(Items from a dataset)
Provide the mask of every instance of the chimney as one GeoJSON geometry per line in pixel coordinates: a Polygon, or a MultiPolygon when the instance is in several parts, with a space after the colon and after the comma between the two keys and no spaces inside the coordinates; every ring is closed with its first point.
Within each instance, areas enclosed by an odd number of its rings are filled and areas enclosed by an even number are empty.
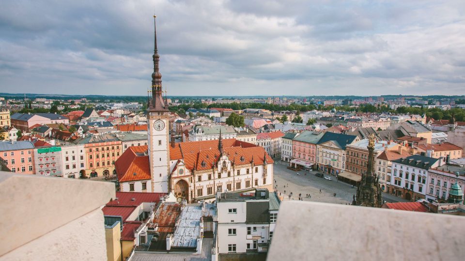
{"type": "Polygon", "coordinates": [[[218,189],[217,190],[217,195],[216,198],[217,200],[217,203],[218,203],[219,202],[221,198],[221,189],[219,188],[218,188],[218,189]]]}
{"type": "Polygon", "coordinates": [[[444,157],[439,157],[439,164],[438,165],[438,166],[440,167],[443,165],[444,165],[444,157]]]}

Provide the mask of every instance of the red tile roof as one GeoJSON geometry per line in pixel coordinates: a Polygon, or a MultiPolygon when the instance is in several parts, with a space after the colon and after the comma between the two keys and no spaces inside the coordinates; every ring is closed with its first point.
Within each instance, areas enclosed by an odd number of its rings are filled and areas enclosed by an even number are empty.
{"type": "Polygon", "coordinates": [[[120,182],[151,179],[147,146],[131,146],[115,162],[120,182]]]}
{"type": "Polygon", "coordinates": [[[417,212],[429,212],[428,207],[420,202],[397,202],[396,203],[386,203],[387,208],[397,209],[398,210],[406,210],[417,212]]]}
{"type": "MultiPolygon", "coordinates": [[[[213,162],[217,161],[219,156],[218,143],[218,140],[214,140],[176,143],[174,148],[170,148],[170,159],[181,160],[184,158],[186,167],[190,170],[211,169],[213,162]],[[205,162],[205,167],[202,166],[202,161],[205,162]]],[[[223,140],[223,148],[230,160],[234,161],[237,165],[250,164],[252,156],[255,165],[263,165],[263,157],[265,154],[267,163],[274,162],[263,147],[235,139],[223,140]],[[241,158],[243,161],[241,160],[241,158]]]]}
{"type": "Polygon", "coordinates": [[[147,130],[147,125],[135,124],[118,124],[116,129],[120,131],[141,131],[147,130]]]}
{"type": "Polygon", "coordinates": [[[180,214],[181,205],[179,203],[163,203],[158,207],[153,223],[158,224],[159,232],[172,232],[180,214]]]}
{"type": "Polygon", "coordinates": [[[166,193],[116,192],[116,198],[107,203],[107,206],[138,206],[143,203],[158,203],[166,193]],[[134,200],[132,200],[134,199],[134,200]]]}
{"type": "Polygon", "coordinates": [[[445,142],[441,144],[422,144],[417,145],[418,148],[422,150],[434,150],[434,151],[445,151],[448,150],[460,150],[462,148],[453,144],[445,142]]]}
{"type": "Polygon", "coordinates": [[[37,140],[34,143],[34,146],[35,147],[51,147],[52,145],[49,144],[48,143],[45,142],[44,141],[41,141],[40,140],[37,140]]]}
{"type": "Polygon", "coordinates": [[[79,116],[84,114],[84,111],[72,111],[68,113],[68,115],[79,115],[79,116]]]}
{"type": "Polygon", "coordinates": [[[121,216],[123,221],[125,220],[136,209],[134,206],[105,206],[102,209],[105,216],[121,216]]]}
{"type": "MultiPolygon", "coordinates": [[[[184,159],[189,170],[211,169],[219,156],[218,143],[218,140],[176,143],[174,148],[170,148],[170,159],[184,159]]],[[[223,148],[229,160],[237,165],[250,164],[252,157],[255,165],[263,165],[264,157],[267,164],[274,163],[263,147],[250,143],[228,139],[223,140],[223,148]]],[[[129,147],[116,160],[115,166],[120,182],[151,179],[149,157],[143,155],[147,148],[147,145],[129,147]]]]}
{"type": "MultiPolygon", "coordinates": [[[[434,126],[444,126],[447,125],[449,123],[449,120],[436,120],[436,121],[433,122],[431,124],[431,125],[434,126]]],[[[456,121],[455,123],[457,124],[458,126],[465,126],[465,121],[456,121]]]]}
{"type": "Polygon", "coordinates": [[[71,115],[64,115],[65,117],[67,117],[69,119],[70,121],[75,121],[79,119],[81,117],[80,115],[78,115],[77,114],[71,115]]]}
{"type": "Polygon", "coordinates": [[[378,156],[378,159],[384,160],[392,161],[396,160],[399,160],[401,158],[405,158],[410,156],[405,150],[402,150],[402,153],[399,154],[399,151],[396,150],[388,150],[388,151],[383,151],[378,156]]]}
{"type": "Polygon", "coordinates": [[[426,140],[426,139],[423,138],[423,137],[413,137],[413,136],[403,136],[402,137],[400,137],[397,138],[398,140],[399,141],[406,141],[407,142],[416,142],[418,141],[422,141],[423,140],[426,140]]]}
{"type": "Polygon", "coordinates": [[[257,140],[263,140],[264,139],[276,139],[284,136],[284,133],[282,131],[278,130],[278,131],[271,131],[271,132],[262,132],[257,135],[257,140]]]}

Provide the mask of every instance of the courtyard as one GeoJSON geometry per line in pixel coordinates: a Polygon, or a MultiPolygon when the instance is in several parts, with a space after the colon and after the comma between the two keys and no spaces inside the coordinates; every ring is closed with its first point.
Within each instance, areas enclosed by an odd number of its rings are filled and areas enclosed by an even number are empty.
{"type": "MultiPolygon", "coordinates": [[[[320,173],[317,171],[295,172],[288,169],[288,162],[276,160],[274,165],[273,188],[276,188],[278,195],[280,195],[283,200],[298,200],[299,194],[301,193],[304,201],[336,204],[352,203],[353,195],[356,193],[356,187],[338,181],[335,176],[327,174],[325,174],[324,176],[330,177],[332,180],[315,176],[315,174],[320,173]],[[292,196],[290,199],[291,192],[292,196]],[[307,197],[307,194],[310,196],[310,198],[307,197]]],[[[383,192],[383,199],[388,202],[406,201],[384,192],[383,192]]]]}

**OBJECTIVE:**
Copy out the data above exactly, except the pictures.

**REPLY:**
Provide the mask of every instance of the chimney as one GeoJSON geometry per line in pixel coordinates: a Polygon, or a MultiPolygon when the instance is in several parts, with a space after the colon and after the comma between the two keys and no spaces inside the coordinates; every ring is closed with its first point.
Within each instance, areas enclosed by an odd number of its rings are filled and areas enclosed by an even number are empty.
{"type": "Polygon", "coordinates": [[[218,189],[217,190],[217,195],[216,198],[217,200],[217,203],[218,203],[219,202],[221,198],[221,189],[219,188],[218,188],[218,189]]]}
{"type": "Polygon", "coordinates": [[[444,157],[439,157],[439,164],[438,165],[438,166],[440,167],[443,165],[444,165],[444,157]]]}

Provide the mask of every instance of the red tile roof as one GeoJSON geometry per line in pixel coordinates: a Polygon, or a MultiPolygon when the instance is in several parts, with a space after the colon and after the comma between the two keys and no spaces inside the coordinates; every ring is closed with its first point.
Within each instance, areas enclosed by an odd number of its rings are filled and areas enclosed by an even number are empty.
{"type": "Polygon", "coordinates": [[[120,182],[151,179],[147,146],[131,146],[115,162],[120,182]]]}
{"type": "Polygon", "coordinates": [[[417,212],[429,212],[428,207],[420,202],[397,202],[396,203],[386,203],[387,208],[397,209],[398,210],[406,210],[417,212]]]}
{"type": "MultiPolygon", "coordinates": [[[[213,162],[217,161],[219,156],[218,143],[218,140],[214,140],[176,143],[174,148],[170,148],[170,159],[181,160],[184,158],[186,167],[190,170],[211,169],[213,162]],[[205,162],[205,167],[202,166],[202,161],[205,162]]],[[[223,140],[223,148],[230,160],[234,161],[237,165],[250,164],[252,156],[255,165],[263,165],[263,157],[265,154],[267,163],[274,162],[263,147],[235,139],[223,140]],[[241,158],[243,161],[241,160],[241,158]]]]}
{"type": "Polygon", "coordinates": [[[147,130],[147,125],[135,124],[118,124],[116,129],[120,131],[141,131],[147,130]]]}
{"type": "Polygon", "coordinates": [[[180,214],[181,205],[179,203],[163,203],[158,207],[153,223],[158,224],[159,232],[172,232],[180,214]]]}
{"type": "Polygon", "coordinates": [[[166,193],[116,192],[116,198],[107,203],[107,206],[138,206],[143,203],[158,203],[166,193]],[[134,200],[132,200],[134,199],[134,200]]]}
{"type": "Polygon", "coordinates": [[[445,142],[441,144],[422,144],[417,145],[418,148],[422,150],[434,150],[434,151],[445,151],[448,150],[460,150],[462,148],[453,144],[445,142]]]}
{"type": "Polygon", "coordinates": [[[37,140],[34,143],[34,146],[35,147],[51,147],[52,145],[49,144],[48,143],[45,142],[44,141],[41,141],[40,140],[37,140]]]}
{"type": "Polygon", "coordinates": [[[79,116],[84,114],[84,111],[72,111],[68,113],[68,115],[79,115],[79,116]]]}
{"type": "Polygon", "coordinates": [[[121,216],[123,221],[125,220],[136,209],[134,206],[105,206],[102,209],[105,216],[121,216]]]}
{"type": "MultiPolygon", "coordinates": [[[[184,159],[189,170],[211,169],[219,156],[218,143],[218,140],[176,143],[174,148],[170,148],[170,159],[184,159]]],[[[223,148],[229,160],[237,165],[250,164],[252,157],[255,165],[263,165],[264,157],[267,164],[274,163],[263,147],[250,143],[228,139],[223,140],[223,148]]],[[[129,147],[116,160],[115,166],[120,182],[151,179],[149,157],[143,155],[147,148],[147,145],[129,147]]]]}
{"type": "MultiPolygon", "coordinates": [[[[434,126],[444,126],[447,125],[449,123],[449,120],[436,120],[436,121],[433,122],[431,124],[431,125],[434,126]]],[[[456,121],[455,123],[457,124],[458,126],[465,126],[465,121],[456,121]]]]}
{"type": "Polygon", "coordinates": [[[71,115],[64,115],[65,117],[67,117],[69,119],[70,121],[75,121],[79,119],[81,117],[80,115],[78,115],[77,114],[71,115]]]}
{"type": "Polygon", "coordinates": [[[378,156],[378,159],[384,160],[392,161],[396,160],[399,160],[401,158],[405,158],[410,156],[405,150],[402,150],[402,153],[399,154],[399,151],[396,150],[388,150],[388,151],[383,151],[378,156]]]}
{"type": "Polygon", "coordinates": [[[426,140],[426,139],[423,138],[423,137],[413,137],[413,136],[403,136],[402,137],[400,137],[397,138],[398,140],[399,141],[406,141],[407,142],[416,142],[418,141],[422,141],[423,140],[426,140]]]}
{"type": "Polygon", "coordinates": [[[257,140],[263,140],[264,139],[276,139],[284,136],[284,133],[282,131],[278,130],[278,131],[271,131],[271,132],[262,132],[257,135],[257,140]]]}

Provide the mask of every instance of the courtyard as one GeoJSON geometry per line in pixel coordinates: a Polygon, or a MultiPolygon when the instance is in several parts, with a space after the colon and after the comma between the two keys and no spaces inside the coordinates; every ring is closed with its first point.
Within each instance, areas enclosed by an odd number of its rings are filled and areas enclosed by an even number are empty.
{"type": "MultiPolygon", "coordinates": [[[[320,173],[317,171],[295,172],[288,169],[288,162],[276,160],[274,165],[273,188],[276,188],[278,195],[280,195],[283,200],[298,200],[299,194],[301,193],[304,201],[336,204],[352,203],[353,195],[356,193],[356,187],[338,181],[335,176],[327,174],[325,174],[324,176],[330,177],[332,180],[315,176],[315,174],[320,173]],[[292,196],[290,199],[291,192],[292,196]],[[307,197],[307,194],[310,196],[310,198],[307,197]]],[[[383,192],[383,199],[388,202],[406,201],[384,192],[383,192]]]]}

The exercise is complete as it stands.